What the task requires: Count the lines in the data entries that contain the word "carriage", and reply with only that number.

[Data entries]

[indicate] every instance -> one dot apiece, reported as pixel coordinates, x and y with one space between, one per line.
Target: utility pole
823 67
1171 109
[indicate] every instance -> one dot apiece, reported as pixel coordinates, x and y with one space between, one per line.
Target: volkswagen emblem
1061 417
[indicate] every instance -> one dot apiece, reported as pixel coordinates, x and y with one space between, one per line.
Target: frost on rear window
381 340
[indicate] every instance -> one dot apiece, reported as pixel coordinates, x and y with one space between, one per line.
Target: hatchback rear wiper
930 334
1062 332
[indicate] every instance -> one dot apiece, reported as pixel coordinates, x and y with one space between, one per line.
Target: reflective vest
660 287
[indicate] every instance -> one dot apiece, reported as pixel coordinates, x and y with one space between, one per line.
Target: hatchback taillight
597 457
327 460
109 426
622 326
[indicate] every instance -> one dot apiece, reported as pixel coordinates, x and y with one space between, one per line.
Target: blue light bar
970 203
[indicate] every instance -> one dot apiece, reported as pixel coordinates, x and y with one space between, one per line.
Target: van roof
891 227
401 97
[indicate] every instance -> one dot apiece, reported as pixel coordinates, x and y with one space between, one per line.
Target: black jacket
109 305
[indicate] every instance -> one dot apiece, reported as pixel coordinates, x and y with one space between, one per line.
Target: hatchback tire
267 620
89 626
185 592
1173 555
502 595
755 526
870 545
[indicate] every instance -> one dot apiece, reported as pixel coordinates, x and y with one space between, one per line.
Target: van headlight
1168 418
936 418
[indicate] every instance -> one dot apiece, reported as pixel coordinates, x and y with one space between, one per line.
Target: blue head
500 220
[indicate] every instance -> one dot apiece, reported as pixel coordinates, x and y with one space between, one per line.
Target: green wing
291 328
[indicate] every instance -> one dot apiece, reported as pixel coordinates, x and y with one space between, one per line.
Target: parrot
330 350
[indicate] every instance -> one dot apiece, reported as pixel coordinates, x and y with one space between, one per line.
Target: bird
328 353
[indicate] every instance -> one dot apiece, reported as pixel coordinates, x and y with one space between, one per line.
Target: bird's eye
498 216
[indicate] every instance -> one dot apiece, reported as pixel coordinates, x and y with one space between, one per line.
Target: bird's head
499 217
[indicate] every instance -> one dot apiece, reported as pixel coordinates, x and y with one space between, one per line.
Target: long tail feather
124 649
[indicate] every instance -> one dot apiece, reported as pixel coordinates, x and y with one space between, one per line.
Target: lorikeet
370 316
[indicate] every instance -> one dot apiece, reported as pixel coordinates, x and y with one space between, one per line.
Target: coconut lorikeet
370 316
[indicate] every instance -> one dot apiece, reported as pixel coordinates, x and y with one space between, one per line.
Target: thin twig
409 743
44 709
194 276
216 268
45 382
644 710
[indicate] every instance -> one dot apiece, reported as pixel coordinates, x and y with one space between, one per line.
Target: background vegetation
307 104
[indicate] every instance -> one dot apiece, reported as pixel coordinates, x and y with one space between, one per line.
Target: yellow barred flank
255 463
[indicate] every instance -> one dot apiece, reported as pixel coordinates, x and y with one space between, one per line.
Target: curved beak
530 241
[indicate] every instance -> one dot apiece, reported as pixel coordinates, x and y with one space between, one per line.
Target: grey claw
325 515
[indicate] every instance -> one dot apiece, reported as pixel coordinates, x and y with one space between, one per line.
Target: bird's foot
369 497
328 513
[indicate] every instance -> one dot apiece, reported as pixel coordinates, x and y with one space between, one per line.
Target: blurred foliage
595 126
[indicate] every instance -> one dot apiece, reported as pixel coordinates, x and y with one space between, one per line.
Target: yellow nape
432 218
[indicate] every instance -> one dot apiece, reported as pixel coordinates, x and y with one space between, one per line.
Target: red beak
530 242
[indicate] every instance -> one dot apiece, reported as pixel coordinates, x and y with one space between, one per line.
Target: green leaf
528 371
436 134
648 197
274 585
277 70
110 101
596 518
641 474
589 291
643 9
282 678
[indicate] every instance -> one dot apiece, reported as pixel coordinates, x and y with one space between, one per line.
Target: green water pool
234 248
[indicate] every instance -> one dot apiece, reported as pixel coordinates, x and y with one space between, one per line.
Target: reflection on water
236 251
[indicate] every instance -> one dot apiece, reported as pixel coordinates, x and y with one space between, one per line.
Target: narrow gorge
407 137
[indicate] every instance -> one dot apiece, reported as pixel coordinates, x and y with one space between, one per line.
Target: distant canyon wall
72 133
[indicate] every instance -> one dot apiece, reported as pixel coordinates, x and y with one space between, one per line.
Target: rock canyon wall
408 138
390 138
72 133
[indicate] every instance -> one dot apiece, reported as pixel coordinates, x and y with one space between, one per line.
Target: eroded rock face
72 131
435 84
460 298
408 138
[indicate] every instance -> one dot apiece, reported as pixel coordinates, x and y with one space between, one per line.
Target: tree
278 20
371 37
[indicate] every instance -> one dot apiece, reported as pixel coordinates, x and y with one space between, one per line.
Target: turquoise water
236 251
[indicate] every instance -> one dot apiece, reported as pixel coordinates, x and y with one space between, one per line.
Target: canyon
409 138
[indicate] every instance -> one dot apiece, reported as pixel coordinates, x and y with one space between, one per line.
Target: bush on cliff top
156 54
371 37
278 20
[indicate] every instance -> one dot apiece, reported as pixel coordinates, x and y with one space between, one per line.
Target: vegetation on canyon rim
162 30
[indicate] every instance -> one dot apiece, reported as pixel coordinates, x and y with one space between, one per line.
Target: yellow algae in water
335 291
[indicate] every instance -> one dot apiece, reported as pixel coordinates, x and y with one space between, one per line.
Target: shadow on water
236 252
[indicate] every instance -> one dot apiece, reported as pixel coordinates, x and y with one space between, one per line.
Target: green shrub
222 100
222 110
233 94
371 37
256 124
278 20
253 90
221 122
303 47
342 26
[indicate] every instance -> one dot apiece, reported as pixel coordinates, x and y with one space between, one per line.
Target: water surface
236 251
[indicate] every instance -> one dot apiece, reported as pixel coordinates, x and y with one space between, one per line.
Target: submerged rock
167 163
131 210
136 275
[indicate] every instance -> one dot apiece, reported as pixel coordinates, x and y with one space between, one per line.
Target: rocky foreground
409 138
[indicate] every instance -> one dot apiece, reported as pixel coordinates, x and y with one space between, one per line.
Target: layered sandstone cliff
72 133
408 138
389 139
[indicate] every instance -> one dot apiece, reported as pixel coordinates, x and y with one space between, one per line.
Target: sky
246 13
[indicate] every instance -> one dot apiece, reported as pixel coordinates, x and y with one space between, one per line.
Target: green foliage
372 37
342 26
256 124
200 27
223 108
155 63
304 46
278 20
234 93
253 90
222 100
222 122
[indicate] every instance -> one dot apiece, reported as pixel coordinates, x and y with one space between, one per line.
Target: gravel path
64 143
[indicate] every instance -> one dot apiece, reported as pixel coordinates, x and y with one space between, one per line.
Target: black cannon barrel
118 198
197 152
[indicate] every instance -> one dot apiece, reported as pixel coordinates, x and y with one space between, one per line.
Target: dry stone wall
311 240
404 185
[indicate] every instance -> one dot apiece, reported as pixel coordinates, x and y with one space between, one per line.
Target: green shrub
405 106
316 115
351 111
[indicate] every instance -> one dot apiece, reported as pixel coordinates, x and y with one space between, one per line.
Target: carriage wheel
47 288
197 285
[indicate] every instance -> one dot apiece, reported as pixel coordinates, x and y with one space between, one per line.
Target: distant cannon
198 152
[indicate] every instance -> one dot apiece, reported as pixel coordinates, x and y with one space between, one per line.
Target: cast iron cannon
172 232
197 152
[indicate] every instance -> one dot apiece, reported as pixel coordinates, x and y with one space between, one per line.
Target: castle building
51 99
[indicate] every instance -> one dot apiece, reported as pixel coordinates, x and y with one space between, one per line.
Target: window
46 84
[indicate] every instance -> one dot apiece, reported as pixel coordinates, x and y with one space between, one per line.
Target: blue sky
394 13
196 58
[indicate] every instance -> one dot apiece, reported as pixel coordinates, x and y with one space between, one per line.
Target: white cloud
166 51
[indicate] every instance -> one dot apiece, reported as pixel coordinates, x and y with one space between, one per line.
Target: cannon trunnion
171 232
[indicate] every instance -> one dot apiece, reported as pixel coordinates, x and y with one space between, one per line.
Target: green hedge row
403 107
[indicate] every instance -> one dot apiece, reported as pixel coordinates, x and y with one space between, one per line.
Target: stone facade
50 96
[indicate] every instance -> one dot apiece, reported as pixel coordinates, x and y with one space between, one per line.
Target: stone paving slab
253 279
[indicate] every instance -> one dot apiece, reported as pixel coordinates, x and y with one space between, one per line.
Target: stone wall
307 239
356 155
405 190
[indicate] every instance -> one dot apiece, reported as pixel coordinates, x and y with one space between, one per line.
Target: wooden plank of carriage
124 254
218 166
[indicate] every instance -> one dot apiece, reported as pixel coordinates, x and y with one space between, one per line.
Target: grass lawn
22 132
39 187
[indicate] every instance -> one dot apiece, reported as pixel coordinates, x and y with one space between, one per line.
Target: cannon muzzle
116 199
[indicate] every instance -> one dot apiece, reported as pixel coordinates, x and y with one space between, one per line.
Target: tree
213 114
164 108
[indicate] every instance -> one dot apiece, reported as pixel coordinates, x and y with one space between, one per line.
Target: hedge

Response: 2